Are the global financial markets ready to embrace Mark Carney and his Private Finance Agenda for COP26?

In January, Boris Johnson appointed Mark Carney, (then the Governor of the Bank of England) as his Finance Adviser for the purposes of COP26 to “help build a sustainable financial system to support the transition to a net zero economy”. Carney has also been appointed UN special envoy for climate action and finance.

Legacy as Governor of Bank of England

This appointment came as no surprise given Carney’s involvement in progressing the transition of the financial sector to a net zero economy whilst Governor of the Bank of England. During his tenure, the financial markets changed significantly. Green investments are now a central trend and investment in renewables and nuclear energy make up the top 55% of the investment market.

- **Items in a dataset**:
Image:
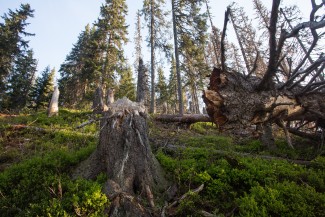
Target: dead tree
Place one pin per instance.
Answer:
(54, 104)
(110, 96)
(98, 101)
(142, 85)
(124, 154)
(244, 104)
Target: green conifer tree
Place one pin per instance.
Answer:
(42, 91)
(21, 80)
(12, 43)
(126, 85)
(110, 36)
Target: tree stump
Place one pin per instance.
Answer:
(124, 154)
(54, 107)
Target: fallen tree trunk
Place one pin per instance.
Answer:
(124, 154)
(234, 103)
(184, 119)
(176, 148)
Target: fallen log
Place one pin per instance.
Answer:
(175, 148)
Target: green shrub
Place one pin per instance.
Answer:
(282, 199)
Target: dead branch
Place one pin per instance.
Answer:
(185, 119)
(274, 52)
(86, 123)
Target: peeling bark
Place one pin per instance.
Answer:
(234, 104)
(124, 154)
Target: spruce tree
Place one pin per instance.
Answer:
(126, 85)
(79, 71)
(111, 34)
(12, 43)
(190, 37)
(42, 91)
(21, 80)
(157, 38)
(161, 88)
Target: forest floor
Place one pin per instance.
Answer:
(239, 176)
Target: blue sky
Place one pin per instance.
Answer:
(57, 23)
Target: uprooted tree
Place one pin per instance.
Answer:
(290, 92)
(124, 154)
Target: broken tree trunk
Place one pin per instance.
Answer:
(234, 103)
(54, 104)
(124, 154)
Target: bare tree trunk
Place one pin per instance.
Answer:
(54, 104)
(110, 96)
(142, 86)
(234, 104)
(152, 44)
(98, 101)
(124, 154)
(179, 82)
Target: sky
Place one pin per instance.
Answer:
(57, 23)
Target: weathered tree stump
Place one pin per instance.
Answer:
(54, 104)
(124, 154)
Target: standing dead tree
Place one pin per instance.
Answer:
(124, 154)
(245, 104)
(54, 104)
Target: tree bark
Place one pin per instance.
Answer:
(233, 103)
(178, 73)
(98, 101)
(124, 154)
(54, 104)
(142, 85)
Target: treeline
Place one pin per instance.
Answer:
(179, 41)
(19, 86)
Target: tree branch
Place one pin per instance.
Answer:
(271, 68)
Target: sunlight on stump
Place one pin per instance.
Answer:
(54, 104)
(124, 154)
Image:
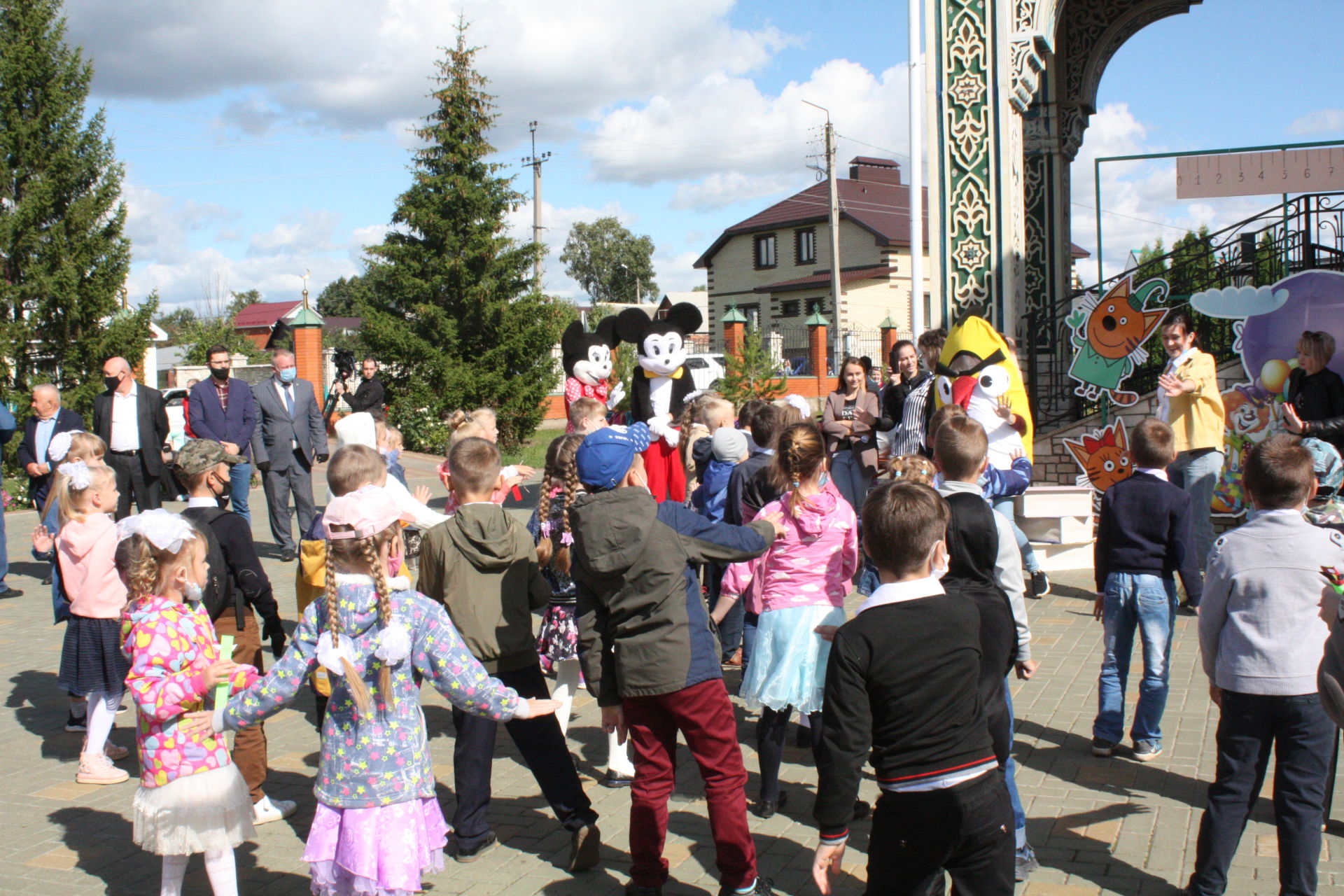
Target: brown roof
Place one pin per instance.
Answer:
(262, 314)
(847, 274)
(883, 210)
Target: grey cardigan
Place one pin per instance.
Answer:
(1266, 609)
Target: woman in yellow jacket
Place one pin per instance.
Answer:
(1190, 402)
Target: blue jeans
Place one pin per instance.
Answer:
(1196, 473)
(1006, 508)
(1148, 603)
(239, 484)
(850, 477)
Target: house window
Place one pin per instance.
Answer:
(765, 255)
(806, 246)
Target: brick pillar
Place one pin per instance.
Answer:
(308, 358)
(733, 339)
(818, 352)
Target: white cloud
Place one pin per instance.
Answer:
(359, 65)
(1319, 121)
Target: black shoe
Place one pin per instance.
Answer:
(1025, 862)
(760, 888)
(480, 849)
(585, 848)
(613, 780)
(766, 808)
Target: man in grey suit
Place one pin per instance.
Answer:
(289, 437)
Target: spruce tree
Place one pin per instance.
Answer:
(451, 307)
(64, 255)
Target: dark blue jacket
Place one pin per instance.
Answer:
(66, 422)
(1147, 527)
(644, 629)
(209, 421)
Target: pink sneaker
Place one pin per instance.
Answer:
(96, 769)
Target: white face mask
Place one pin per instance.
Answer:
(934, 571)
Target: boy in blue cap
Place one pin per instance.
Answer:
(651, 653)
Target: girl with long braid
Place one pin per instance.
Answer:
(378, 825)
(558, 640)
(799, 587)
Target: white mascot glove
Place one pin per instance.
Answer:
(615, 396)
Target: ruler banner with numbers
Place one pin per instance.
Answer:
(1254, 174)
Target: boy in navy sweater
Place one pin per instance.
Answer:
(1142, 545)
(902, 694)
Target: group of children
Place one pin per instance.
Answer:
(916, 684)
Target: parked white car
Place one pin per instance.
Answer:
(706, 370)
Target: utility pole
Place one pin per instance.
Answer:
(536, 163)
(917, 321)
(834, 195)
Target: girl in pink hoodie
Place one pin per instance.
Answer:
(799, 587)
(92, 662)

- **Description of the task**: Continue the article on Mark Carney's COP26 finance role, starting after its last sentence.

- **Exercise result**:
As a result, trillions of pounds have been invested in technology within the energy, construction, property and transport sectors and used to reduce carbon emissions. Last month, government figures revealed that the UK had reduced greenhouse gas emissions for the seventh consecutive year with nearly 37% of electricity generated by renewable energy sources in 2019.

As chair of the Financial Stability Board, Carney helped to develop the voluntary guidelines of the Task Force for Climate-related Financial Disclosures (TCFDs) which has since secured the backing of more than 1,000 firms, banks and organisations worldwide.

In appointing Carney, the government has acknowledged that the finance sector has an important role to play in helping the nation meet all Paris Agreement targets. Indeed, the finance industry could be the catalyst for other sectors to transition to a net zero economy as it will help raise the funds (via investment) required for the technology to guide all other sectors in this transition.

But will Carney be able to sufficiently galvanise the global financial markets into action?

Private Finance Agenda for COP26

On 27 February 2020, Carney launched the Private Finance Agenda for COP26 (the Agenda).

The aim of the Agenda is to unlock the trillions of dollars needed for the global financial sector to transition to a net zero economy. This is why the overarching focus is on climate risk disclosure, with the objective being “every financial decision must take climate change into account”.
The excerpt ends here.